_Brano fornito_:

┌──

È dall'Università che s'inizia la distruzione metodica della città che secondo gli ordini di Hitler avrebbe dovuto essere ridotta «in fango e cenere»; e la scelta del punto di partenza del piano terroristico non è, probabilmente, casuale: era infatti nello stesso Ateneo che dopo il 2 luglio avevano risuonato più alte le parole della libertà, come nel proclama del l° settembre con cui il rettore magnifico Adolfo Omodeo ricordava ai giovani che, «i loro maestri erano della generazione del Carso e del Piave e comprendevano il loro affanno». S'inizia poi la sistematica distruzione delle zone industriali, del grande stabilimento ILVA di Bagnoli, mentre tutta la città è messa a sacco.

Napoli è ridotta alla disperazione per le condizioni selvagge in cui è stata ridotta Napoli, priva di cibo e d'acqua, sgombrata a viva forza e distrutta nei quartieri verso il porto (nello spazio di ventiquattro ore, dal 23 al 24 settembre, oltre 200000 persone restarono senza tetto). Un antefatto delle Quattro Giornate di Napoli: l'abbandono da parte dei nazisti delle caserme e dei depositi militari contenenti ancora piccole quantità di armi e munizioni.

Probabilmente i tedeschi ritennero che il suddetto materiale bellico non avesse importanza, né sarebbe stato utilizzato dalla popolazione contro di loro dopo gli infiniti esempi di terrore, dopo la deportazione di ottomila giovani come misura di rappresaglia per il mancato rispetto del bando Scholl.

└──

_Dati grezzi_:
┌──

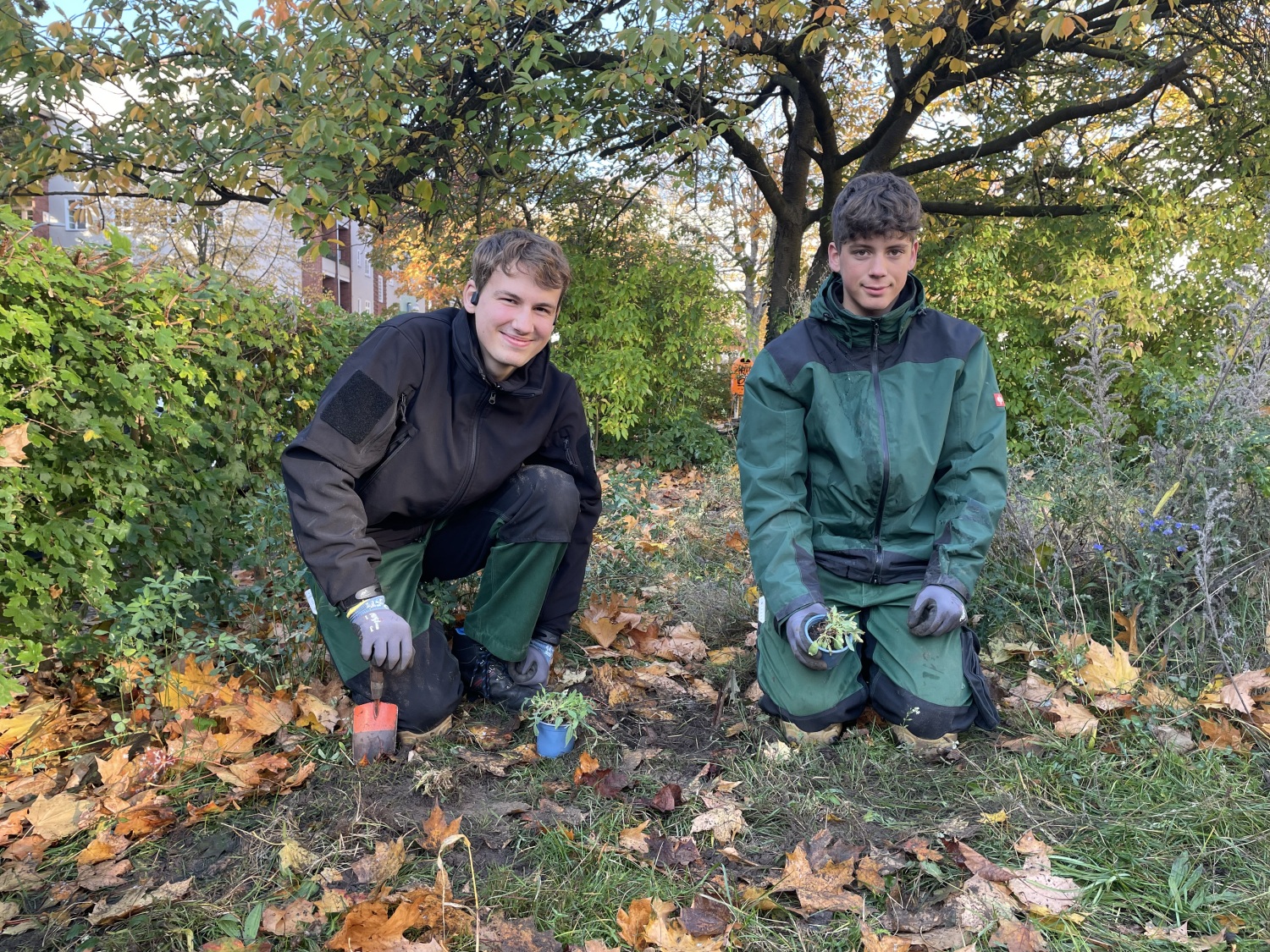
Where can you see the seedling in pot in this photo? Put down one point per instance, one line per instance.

└──
┌──

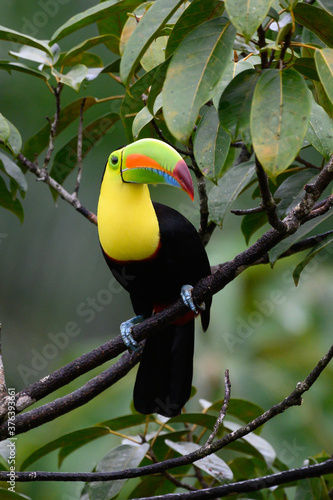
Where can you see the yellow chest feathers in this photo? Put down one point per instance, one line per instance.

└──

_Consegna_:
Trascrivi senza modifiche la parte del brano su Napoli che comincia con le parole «Probabilmente i tedeschi» e termina dopo «del bando Scholl.».

_Risposta_:
Probabilmente i tedeschi ritennero che il suddetto materiale bellico non avesse importanza, né sarebbe stato utilizzato dalla popolazione contro di loro dopo gli infiniti esempi di terrore, dopo la deportazione di ottomila giovani come misura di rappresaglia per il mancato rispetto del bando Scholl.